# Dad asked me to post about his A6, starting problem



## sneedham6 (May 9, 2010)

So my dads A6 is having a weird starting problem; not even his go-to mechanic. I'll try to cliff notes his explanation.

-Went to Toronto for a week, car was fine before this (which I also knew)
-Comes back, car not cranking
-Charge battery, car starts and very weakly. Has not been able to start since
-Cranking can be heard
-Mechanic confirmed fuel is being delivered and that there is spark.

The only thing his mechanic could think of trying was a new timing chain. Anyone think of anything else?


----------



## acincys (Jul 10, 2006)

Exactly what happens when you try to start it? Does it crank slow or does it crank fast? Does it try to start but keeps "choking"? Do you hear any abnormal noises? Does the immobilier light flash? How full is the gas tank? If close to empty, fill up with good fuel - might have stopped at a gas station with crappy fuel. Any other details that in your opinion may (or may not) be helpful?

I don't quite understand what could be wrong with a timing chain. You can't skip a tooth on a chain (unless there is something different about this specific engine) and if it broke the engine would crank once and stop as the valve and pistons started making out. If it keeps turning, the chain is fine.


----------



## frankinstyn (Oct 11, 2004)

If the timing chain were bad it certainly wouldn't crank. Instead you would hear the pistons hitting the valves and then it wouldn't turn at all. 

It sounds like you have a pretty serious power drain somewhere or a bad alternator. This isn't something you can troubleshoot online. 

This power drain may very well have killed the battery. You should take it out of the car completely and place it on a battery charger. Give it a high amp charge for 20 minutes and then place it down to two amps overnight. Any new battery charger will automatically turn off when the battery gets full. When you're done with that, test the battery to see if it held the charge. Then recharge it as the test drains the battery.


Now for tracing down the battery drain. This article explains how to test for one if you suspect it and subsequently how to find that drain. Give it a read. You will need a multimeter that can read amps. You can get a $15-20 one from harbor freight that will do the trick. 

http://www.wikihow.com/Find-a-Parasitic-Battery-Drain

If you do find that it isn't a battery drain, the next thing to test is the output of your alternator. A combination of a non charging alternator and a almost completely drained battery will lead to a barely running or not running at all engine.


THAT ALL SAID...it is sadly most likely that your alternator is dead. A very rough way to test this is to use a multimeter set on volts across the battery terminals at idle (so you would have to recharge that battery and get the engine started first).

You get that reading. It should be between 13-15 volts. 13 or lower without the lights or fan running (everything electrical off) and you most likely have a bad alternator. Slowly turn everything on. Lights, radio and lastly AC. Then turn the AC fan on high as well. You should see the voltage output drop to almost 13 if not a little under 13 as you turn every thing on. 

If voltage is above 15 volts then you have a bad voltage regulator and you should turn the car off immediately and look into getting that replaced (usually a part of the alternator). The computers in the car can be fried by too high a voltage.


Do NOT go to the same mechanic you went to before. If he can't trouble shoot a little problem like this then he's not worth anything.
== == ==
Task prompt:
Name every username that appears as a poster in the A6 starting-problem thread. The listing after this point has no connection to the A6 thread.

Data lines:
== == ==
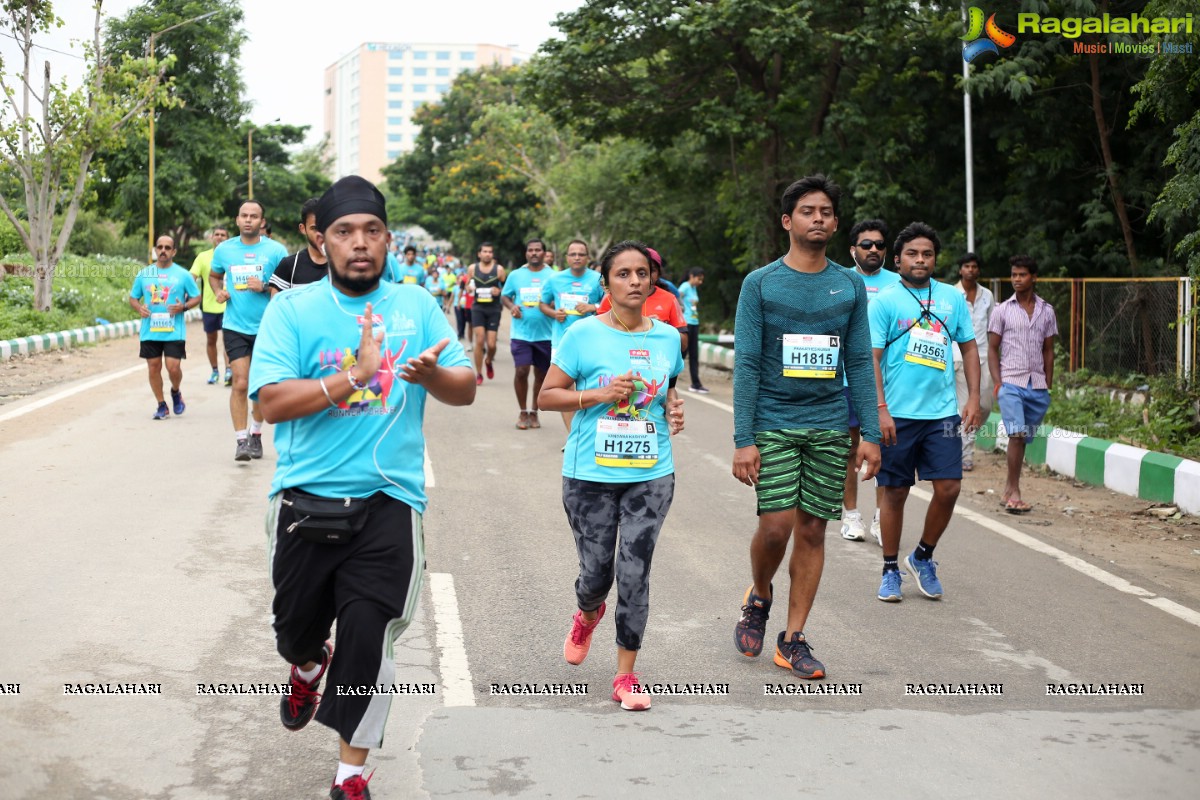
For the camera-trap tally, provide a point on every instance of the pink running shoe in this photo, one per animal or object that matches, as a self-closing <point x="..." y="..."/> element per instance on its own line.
== == ==
Solution for this exercise:
sneedham6, acincys, frankinstyn